(PROBLEM TO WORK ON)
Pick out and copy every line of the data below that contains the string "smoke".

(RECORDED INFORMATION)

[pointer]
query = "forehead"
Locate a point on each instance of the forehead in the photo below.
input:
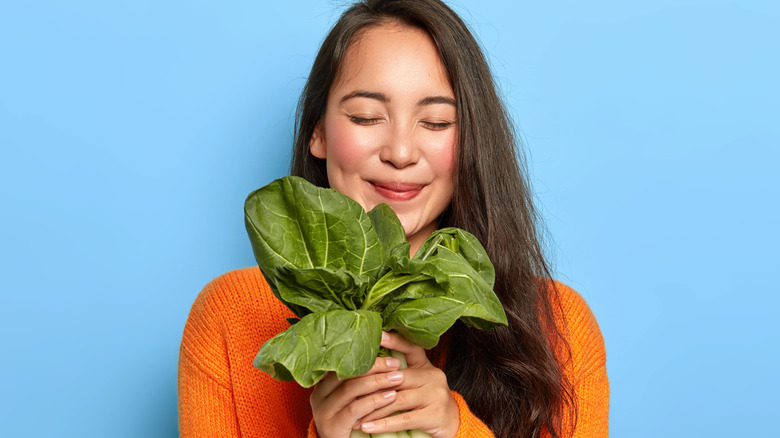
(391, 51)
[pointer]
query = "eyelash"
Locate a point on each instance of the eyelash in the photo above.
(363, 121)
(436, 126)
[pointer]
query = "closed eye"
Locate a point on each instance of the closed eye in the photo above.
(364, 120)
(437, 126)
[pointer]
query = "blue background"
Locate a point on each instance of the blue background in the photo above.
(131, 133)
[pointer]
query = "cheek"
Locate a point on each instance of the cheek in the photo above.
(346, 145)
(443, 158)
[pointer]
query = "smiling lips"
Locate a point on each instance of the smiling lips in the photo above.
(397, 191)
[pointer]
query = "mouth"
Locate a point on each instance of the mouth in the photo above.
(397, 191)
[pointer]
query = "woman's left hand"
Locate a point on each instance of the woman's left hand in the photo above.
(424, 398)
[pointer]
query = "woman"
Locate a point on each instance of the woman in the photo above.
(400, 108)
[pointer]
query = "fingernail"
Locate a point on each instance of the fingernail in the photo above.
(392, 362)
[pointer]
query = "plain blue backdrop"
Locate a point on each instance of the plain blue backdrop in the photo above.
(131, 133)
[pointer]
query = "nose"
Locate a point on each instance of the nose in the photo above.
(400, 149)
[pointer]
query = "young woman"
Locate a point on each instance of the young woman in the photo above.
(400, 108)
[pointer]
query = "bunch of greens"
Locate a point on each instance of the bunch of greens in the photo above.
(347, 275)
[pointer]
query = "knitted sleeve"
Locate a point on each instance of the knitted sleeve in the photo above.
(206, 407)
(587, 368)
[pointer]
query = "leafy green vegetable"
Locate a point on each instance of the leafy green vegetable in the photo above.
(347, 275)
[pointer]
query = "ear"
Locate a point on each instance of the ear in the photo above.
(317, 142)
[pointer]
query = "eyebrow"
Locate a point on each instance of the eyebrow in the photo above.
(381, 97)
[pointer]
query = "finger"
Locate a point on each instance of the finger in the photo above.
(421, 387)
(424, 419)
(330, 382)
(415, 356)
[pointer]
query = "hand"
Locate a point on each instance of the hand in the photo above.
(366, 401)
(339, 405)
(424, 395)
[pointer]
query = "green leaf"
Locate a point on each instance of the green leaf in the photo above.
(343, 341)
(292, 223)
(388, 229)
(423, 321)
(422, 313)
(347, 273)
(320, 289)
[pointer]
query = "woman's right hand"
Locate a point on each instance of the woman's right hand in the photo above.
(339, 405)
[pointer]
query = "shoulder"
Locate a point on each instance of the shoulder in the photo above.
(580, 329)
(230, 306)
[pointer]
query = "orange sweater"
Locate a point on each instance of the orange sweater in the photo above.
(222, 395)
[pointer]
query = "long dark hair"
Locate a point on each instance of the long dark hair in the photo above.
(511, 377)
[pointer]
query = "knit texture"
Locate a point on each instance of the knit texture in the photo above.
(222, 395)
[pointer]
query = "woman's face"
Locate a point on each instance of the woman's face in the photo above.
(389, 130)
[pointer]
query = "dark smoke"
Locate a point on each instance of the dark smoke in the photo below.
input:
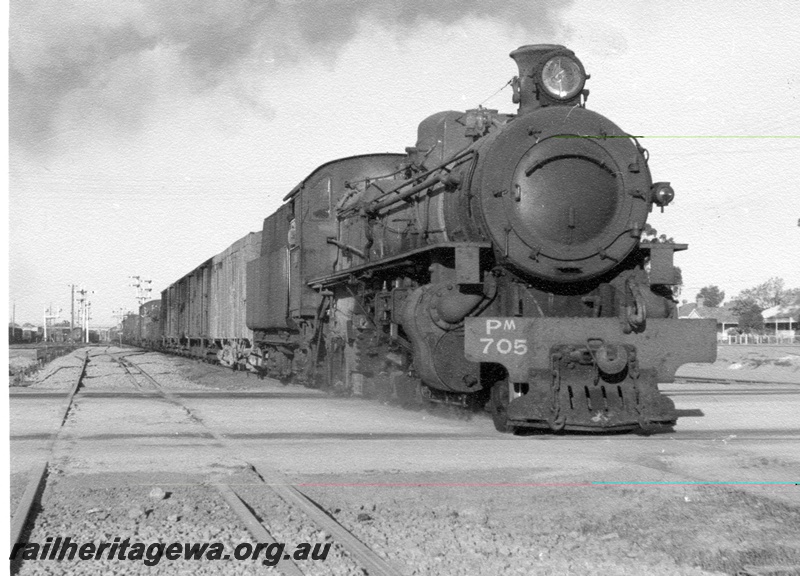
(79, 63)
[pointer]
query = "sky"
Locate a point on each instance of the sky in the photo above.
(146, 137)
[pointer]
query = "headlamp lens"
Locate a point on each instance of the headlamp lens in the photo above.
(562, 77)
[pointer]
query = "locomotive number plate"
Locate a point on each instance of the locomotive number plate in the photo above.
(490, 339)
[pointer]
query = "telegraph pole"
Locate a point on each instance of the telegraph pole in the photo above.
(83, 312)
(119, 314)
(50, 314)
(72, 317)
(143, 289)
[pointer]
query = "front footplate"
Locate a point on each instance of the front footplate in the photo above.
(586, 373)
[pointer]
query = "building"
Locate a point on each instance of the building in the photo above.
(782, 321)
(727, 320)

(RESULT)
query = "dark smoke"
Locate a point on each instance of the dark smoke in the photo below.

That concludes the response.